■ Stated exercise ■
Take everything from the line containing "Where in this photo can the boy's" down to the end of the records and write it out again, swapping "held hands" for "joined hands" and leaving all else unchanged.

■ Task input ■
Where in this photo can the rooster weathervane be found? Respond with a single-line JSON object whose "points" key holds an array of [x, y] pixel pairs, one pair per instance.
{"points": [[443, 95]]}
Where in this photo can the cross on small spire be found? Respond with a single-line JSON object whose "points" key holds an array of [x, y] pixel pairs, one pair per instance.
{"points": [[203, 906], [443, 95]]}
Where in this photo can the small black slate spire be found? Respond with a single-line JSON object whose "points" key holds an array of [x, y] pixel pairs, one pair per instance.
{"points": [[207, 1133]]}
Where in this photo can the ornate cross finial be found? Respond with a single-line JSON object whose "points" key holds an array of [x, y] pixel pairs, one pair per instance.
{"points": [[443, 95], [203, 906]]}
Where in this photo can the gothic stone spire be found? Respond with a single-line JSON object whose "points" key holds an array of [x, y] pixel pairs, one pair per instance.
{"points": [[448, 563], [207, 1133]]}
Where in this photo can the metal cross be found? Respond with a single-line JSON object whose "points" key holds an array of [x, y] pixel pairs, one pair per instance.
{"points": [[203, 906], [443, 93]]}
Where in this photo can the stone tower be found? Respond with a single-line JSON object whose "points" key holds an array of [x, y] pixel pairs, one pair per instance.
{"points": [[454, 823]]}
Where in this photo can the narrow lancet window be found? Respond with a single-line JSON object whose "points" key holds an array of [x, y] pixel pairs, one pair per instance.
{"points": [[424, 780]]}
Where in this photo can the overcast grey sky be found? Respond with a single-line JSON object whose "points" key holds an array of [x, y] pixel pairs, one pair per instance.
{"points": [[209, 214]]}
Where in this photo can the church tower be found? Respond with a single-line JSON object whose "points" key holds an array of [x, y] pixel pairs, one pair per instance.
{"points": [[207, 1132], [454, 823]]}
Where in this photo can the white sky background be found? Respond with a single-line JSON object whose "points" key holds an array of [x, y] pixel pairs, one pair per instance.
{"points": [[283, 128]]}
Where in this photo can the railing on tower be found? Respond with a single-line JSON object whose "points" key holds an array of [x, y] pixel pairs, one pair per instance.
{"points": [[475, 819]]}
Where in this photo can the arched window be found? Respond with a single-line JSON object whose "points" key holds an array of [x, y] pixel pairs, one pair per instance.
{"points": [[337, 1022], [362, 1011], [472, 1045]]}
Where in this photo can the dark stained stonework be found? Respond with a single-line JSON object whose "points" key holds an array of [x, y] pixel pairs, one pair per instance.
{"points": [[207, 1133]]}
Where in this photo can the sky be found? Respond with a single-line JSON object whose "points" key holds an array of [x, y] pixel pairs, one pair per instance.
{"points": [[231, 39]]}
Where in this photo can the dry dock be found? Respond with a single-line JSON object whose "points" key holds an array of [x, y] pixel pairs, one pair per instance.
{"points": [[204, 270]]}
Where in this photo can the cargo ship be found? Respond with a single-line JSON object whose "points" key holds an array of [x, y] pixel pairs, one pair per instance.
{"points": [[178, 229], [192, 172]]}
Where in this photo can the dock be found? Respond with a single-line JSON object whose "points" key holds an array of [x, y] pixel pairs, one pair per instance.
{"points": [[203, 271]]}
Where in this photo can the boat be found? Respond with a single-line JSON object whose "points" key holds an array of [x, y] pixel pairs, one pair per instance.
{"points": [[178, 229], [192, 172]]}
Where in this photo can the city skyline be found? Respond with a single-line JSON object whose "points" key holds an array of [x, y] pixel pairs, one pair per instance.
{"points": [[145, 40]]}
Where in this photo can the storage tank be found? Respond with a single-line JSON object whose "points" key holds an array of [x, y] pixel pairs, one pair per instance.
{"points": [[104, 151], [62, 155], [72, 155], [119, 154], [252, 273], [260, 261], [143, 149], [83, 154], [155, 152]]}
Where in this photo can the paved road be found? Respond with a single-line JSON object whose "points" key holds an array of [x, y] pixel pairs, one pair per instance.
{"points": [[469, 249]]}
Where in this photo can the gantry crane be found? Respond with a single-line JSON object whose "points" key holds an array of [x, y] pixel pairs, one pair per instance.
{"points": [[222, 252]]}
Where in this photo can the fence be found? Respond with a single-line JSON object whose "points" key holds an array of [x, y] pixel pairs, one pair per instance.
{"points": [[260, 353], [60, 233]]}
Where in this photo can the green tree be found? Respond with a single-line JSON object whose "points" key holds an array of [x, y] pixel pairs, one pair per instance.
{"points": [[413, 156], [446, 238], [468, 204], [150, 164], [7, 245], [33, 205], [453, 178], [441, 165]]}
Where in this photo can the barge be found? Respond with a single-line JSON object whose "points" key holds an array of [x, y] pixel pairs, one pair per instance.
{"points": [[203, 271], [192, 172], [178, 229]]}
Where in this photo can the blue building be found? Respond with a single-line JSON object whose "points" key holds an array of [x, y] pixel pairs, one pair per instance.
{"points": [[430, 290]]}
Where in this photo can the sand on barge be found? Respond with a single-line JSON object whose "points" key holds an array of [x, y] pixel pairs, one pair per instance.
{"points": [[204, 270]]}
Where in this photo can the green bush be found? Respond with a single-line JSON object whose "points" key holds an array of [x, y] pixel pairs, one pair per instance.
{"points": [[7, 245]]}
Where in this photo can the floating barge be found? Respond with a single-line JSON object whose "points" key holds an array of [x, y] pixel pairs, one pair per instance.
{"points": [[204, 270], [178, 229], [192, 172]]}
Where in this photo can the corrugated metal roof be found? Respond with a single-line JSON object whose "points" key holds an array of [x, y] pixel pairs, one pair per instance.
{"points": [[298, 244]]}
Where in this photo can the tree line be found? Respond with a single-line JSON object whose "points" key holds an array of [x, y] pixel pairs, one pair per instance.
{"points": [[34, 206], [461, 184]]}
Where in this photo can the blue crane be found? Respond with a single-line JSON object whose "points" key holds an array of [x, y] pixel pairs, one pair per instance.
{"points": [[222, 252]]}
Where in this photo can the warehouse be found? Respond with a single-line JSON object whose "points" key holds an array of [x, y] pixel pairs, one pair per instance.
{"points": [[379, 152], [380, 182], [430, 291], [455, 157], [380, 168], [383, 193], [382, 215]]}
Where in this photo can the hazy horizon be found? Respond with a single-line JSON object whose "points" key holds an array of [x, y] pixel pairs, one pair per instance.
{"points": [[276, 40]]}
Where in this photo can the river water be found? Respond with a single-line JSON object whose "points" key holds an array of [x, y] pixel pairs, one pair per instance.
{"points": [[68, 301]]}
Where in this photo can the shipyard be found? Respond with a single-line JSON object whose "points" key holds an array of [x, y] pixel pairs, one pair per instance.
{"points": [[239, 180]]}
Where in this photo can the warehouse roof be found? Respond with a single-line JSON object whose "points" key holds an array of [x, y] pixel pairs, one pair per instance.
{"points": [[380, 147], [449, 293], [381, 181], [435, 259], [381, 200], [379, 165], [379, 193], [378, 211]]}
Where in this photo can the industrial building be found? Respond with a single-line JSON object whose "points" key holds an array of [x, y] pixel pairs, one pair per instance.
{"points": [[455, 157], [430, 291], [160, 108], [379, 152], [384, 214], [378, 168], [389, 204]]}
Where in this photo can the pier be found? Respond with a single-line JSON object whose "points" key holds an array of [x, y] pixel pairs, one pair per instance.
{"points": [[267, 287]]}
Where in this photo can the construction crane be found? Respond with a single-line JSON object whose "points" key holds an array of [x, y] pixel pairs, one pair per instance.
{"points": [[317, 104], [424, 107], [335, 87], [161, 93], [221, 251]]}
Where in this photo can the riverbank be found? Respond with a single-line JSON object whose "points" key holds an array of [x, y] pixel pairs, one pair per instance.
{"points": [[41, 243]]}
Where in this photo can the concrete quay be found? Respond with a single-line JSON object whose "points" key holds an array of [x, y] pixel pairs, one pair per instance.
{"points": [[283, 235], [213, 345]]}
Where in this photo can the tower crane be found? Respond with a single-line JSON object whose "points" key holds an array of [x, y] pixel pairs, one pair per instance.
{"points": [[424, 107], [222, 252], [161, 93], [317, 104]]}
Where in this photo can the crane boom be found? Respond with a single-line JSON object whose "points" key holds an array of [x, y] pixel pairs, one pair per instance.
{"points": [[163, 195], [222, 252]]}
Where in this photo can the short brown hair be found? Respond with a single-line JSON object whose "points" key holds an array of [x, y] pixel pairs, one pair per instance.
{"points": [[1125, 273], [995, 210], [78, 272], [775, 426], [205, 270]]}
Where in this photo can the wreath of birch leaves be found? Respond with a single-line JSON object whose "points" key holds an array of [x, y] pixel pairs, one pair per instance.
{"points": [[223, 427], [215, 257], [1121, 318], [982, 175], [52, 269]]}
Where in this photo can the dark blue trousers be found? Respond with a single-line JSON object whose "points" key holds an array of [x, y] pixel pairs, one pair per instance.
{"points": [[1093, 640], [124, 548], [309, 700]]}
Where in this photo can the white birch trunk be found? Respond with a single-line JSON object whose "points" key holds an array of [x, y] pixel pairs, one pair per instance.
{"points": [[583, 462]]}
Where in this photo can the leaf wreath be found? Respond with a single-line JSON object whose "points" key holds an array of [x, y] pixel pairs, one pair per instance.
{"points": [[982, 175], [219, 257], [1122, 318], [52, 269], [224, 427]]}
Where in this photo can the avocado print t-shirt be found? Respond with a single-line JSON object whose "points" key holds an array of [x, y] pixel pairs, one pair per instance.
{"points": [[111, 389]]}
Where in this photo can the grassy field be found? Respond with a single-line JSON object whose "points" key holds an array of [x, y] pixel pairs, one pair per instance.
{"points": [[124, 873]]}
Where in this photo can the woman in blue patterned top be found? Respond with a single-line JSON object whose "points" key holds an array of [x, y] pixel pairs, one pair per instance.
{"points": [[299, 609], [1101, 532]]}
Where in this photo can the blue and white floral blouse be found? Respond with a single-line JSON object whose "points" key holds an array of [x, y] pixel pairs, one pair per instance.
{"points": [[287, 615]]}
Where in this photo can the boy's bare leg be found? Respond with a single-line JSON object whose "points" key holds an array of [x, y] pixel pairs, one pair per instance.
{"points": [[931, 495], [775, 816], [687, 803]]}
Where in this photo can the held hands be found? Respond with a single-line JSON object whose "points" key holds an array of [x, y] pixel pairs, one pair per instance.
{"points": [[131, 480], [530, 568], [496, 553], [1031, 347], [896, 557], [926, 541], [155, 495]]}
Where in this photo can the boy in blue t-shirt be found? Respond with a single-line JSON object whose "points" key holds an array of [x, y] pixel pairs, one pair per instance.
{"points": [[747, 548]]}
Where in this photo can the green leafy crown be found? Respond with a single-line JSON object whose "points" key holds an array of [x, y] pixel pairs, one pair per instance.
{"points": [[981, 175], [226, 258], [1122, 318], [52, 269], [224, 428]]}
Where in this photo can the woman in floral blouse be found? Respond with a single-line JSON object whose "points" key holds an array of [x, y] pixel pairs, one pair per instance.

■ Final result ■
Where in this photo can the boy's bare leg be found? Respond with a single-line JSON object whose "points" key holds an array of [x, y] pixel pairs, one pair per instance.
{"points": [[931, 495], [775, 816], [687, 803]]}
Where in this photo can the joined hands be found? Respond with a single-line JSON object whose "points" key holds an array of [x, y] pixel pairs, one pair per instance.
{"points": [[131, 480], [530, 568], [496, 553], [1031, 347], [896, 557], [926, 541], [155, 495]]}
Where in this photo can the boy in blue t-shirt be found? Respond with a single-line JSON object whose "points" key holds an array of [x, y] pixel pairs, one pair per instance.
{"points": [[747, 548]]}
Where in this photo can the green leafy crown be found? Respond with a single-line JSON object whose "points" key holds an array of [x, y] pixel pairs, one pair per instance.
{"points": [[981, 175], [226, 258], [1122, 318], [52, 269], [224, 428]]}
Where in this photo can the woman in floral blouse be found? Respond with a single-line JSON object whose "points" key holds an array of [x, y] pixel pairs, one pair per instance.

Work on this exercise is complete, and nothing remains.